- Exercise details
Every line holding the string "below" should be copied from the listing.

- Record set
***

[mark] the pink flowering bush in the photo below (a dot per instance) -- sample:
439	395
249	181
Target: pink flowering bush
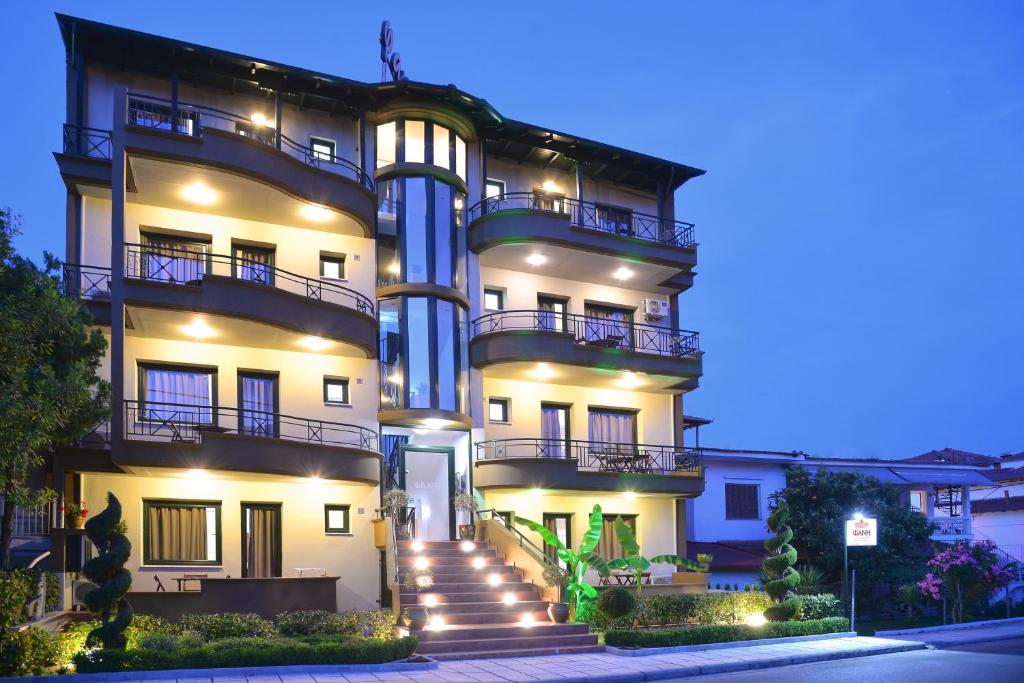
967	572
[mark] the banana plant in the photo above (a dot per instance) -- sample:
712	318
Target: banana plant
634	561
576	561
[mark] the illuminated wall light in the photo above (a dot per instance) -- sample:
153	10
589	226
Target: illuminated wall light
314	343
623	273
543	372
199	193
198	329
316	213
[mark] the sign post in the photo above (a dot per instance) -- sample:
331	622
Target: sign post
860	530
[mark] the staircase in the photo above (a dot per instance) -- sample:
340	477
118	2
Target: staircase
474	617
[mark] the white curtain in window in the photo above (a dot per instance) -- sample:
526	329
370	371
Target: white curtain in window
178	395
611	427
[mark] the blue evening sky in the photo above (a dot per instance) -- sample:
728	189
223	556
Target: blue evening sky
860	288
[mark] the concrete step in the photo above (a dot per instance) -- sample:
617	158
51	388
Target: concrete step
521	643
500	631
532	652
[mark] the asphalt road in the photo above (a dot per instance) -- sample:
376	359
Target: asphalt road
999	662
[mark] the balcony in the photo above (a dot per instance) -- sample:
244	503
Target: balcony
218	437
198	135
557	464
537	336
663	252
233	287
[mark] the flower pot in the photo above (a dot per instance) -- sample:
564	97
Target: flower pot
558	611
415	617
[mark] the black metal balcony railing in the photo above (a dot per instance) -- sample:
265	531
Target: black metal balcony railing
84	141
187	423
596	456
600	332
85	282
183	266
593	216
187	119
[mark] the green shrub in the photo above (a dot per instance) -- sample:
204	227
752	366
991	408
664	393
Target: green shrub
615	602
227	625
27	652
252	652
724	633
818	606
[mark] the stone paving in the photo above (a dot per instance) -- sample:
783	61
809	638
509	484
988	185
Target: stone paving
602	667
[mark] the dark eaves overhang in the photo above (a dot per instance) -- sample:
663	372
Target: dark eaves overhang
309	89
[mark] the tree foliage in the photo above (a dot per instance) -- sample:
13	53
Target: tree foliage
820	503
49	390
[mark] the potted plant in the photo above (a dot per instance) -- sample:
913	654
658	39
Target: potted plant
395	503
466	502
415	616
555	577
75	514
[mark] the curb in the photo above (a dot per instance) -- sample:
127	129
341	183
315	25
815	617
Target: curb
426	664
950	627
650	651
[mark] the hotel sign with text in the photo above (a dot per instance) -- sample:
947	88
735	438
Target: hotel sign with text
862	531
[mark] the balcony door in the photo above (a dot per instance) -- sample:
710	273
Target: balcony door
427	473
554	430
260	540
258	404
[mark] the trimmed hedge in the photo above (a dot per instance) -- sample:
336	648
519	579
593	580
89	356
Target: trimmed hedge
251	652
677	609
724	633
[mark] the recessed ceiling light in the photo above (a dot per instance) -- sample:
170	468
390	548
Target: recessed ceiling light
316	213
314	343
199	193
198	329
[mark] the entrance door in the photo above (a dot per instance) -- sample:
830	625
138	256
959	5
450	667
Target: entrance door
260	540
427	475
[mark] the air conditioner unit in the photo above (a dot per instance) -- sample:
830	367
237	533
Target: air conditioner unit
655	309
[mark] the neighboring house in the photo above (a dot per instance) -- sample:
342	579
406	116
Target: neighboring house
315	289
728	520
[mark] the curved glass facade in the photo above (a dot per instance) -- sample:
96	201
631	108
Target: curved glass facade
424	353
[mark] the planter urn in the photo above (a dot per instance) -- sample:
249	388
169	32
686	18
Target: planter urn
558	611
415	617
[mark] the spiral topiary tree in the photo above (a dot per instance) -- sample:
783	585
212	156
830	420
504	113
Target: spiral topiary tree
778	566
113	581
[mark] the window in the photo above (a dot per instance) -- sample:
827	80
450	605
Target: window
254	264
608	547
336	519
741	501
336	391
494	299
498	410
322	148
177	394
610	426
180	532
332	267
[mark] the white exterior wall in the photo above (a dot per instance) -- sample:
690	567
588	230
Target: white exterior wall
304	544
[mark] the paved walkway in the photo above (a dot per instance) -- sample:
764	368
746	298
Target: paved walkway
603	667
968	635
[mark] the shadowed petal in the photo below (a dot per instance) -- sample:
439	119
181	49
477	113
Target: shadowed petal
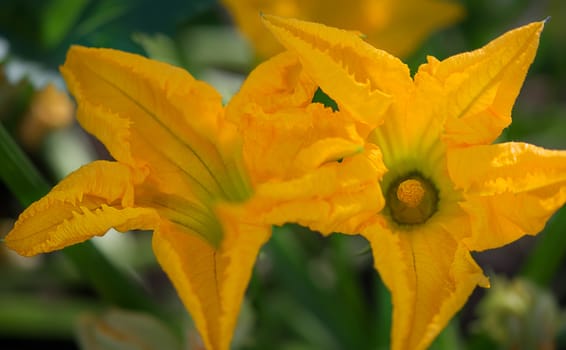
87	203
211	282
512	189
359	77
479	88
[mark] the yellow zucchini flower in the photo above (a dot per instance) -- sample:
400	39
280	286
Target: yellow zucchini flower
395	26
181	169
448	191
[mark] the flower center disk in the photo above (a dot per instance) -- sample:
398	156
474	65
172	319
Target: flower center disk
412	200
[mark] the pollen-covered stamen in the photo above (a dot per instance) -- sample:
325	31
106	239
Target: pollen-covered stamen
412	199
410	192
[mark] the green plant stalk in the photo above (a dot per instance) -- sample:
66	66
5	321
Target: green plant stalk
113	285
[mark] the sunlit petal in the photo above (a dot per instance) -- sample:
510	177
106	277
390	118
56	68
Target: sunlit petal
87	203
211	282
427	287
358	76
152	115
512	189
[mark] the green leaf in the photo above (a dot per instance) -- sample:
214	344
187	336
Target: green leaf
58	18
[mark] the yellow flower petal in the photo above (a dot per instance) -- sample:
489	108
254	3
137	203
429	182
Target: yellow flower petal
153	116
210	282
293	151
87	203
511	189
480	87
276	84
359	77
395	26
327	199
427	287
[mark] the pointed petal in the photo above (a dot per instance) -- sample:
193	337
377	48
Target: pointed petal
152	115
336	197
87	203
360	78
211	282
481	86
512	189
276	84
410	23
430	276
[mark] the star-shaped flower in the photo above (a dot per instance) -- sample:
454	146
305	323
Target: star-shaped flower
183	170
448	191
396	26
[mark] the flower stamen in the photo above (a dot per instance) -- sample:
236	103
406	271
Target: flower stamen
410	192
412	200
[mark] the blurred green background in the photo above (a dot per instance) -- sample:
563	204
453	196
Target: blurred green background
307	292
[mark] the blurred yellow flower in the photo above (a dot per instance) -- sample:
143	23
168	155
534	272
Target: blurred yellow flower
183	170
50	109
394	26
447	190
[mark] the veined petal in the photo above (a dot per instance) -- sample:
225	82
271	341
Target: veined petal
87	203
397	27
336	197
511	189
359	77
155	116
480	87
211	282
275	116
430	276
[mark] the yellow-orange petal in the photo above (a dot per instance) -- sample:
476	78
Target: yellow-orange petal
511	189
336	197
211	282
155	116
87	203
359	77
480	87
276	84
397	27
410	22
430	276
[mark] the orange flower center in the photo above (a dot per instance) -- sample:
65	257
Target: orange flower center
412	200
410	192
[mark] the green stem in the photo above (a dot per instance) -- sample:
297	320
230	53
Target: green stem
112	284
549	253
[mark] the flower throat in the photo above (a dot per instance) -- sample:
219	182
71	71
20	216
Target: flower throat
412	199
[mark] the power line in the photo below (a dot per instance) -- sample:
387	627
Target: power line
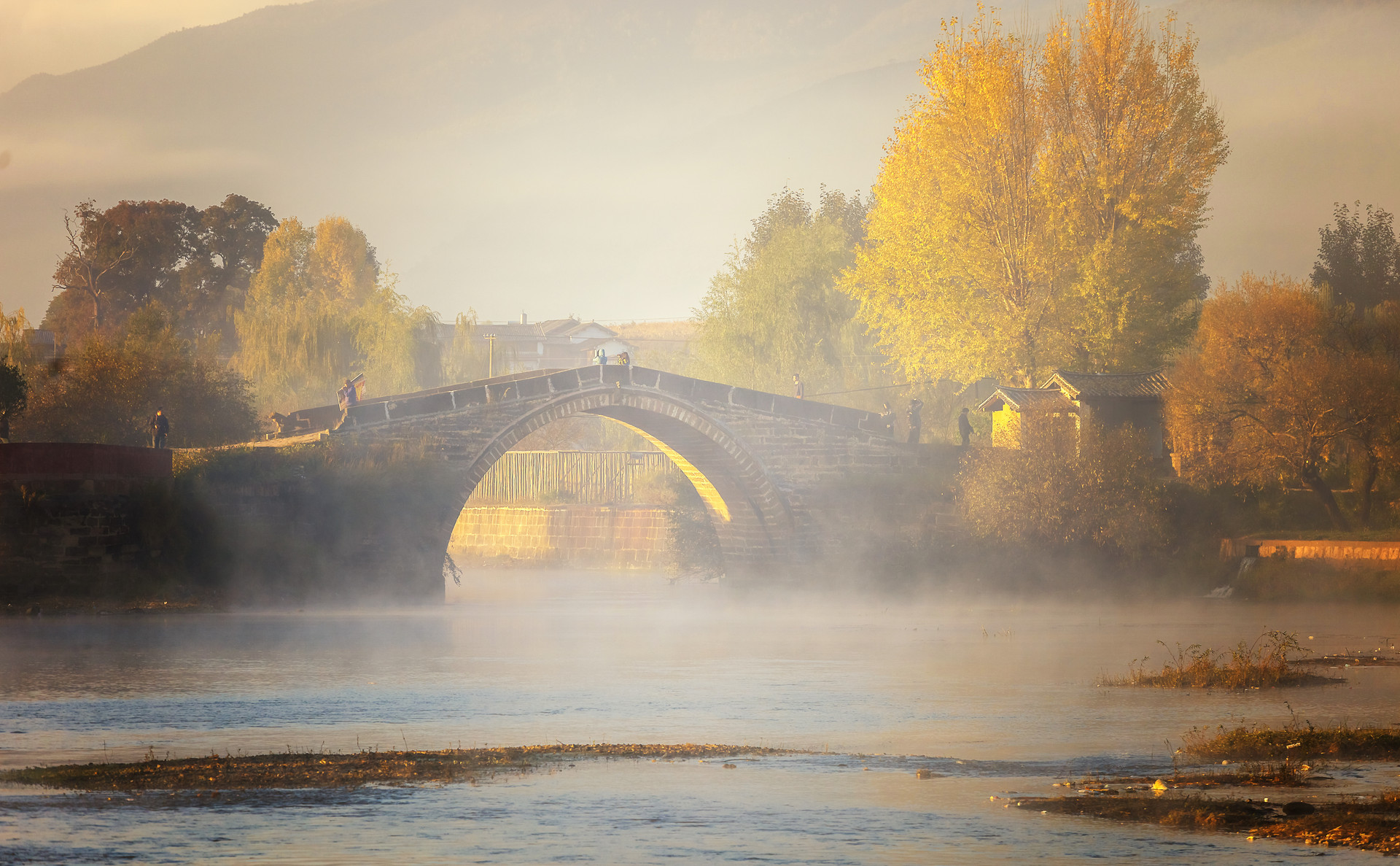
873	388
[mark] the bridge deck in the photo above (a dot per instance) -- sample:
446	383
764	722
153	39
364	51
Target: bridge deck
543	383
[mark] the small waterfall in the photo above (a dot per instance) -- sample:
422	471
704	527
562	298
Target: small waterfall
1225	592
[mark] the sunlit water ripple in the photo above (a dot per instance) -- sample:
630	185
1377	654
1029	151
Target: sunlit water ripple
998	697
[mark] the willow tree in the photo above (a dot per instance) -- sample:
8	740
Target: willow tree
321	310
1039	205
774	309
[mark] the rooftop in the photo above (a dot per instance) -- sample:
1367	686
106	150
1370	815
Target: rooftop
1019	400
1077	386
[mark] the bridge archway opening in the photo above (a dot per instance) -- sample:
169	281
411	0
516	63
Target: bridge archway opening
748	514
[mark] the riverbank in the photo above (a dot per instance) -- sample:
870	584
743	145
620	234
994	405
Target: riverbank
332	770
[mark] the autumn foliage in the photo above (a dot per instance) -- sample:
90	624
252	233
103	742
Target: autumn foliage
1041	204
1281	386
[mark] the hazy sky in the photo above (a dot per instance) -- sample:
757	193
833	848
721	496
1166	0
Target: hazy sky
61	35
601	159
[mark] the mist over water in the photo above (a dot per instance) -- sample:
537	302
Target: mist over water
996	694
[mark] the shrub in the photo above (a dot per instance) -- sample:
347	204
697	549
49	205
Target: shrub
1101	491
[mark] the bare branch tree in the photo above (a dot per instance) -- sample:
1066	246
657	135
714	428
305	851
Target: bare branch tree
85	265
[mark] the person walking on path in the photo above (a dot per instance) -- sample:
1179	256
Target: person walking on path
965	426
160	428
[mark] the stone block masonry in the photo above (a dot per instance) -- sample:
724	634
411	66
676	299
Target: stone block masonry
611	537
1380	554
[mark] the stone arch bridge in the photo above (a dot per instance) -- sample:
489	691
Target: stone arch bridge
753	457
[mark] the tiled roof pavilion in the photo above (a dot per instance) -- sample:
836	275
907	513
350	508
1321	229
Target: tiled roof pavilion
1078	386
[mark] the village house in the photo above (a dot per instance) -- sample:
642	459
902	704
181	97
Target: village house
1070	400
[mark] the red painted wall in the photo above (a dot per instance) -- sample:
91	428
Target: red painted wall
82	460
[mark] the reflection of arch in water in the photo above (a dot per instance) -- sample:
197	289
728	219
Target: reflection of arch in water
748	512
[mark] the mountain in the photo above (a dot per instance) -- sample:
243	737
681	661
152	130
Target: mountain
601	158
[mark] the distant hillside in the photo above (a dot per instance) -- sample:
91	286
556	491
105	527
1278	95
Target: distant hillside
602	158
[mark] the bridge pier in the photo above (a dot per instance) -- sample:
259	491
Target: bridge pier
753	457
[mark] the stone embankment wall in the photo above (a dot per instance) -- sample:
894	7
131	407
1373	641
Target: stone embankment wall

***

- Reply to the task
[mark] the pink flowering bush in the photo below (a dot per instance) -- sample:
[mark] the shadowed petal in the photo below (a dot per instance) -- sample:
[mark] the power line in the photo below (a dot per instance) -- sample:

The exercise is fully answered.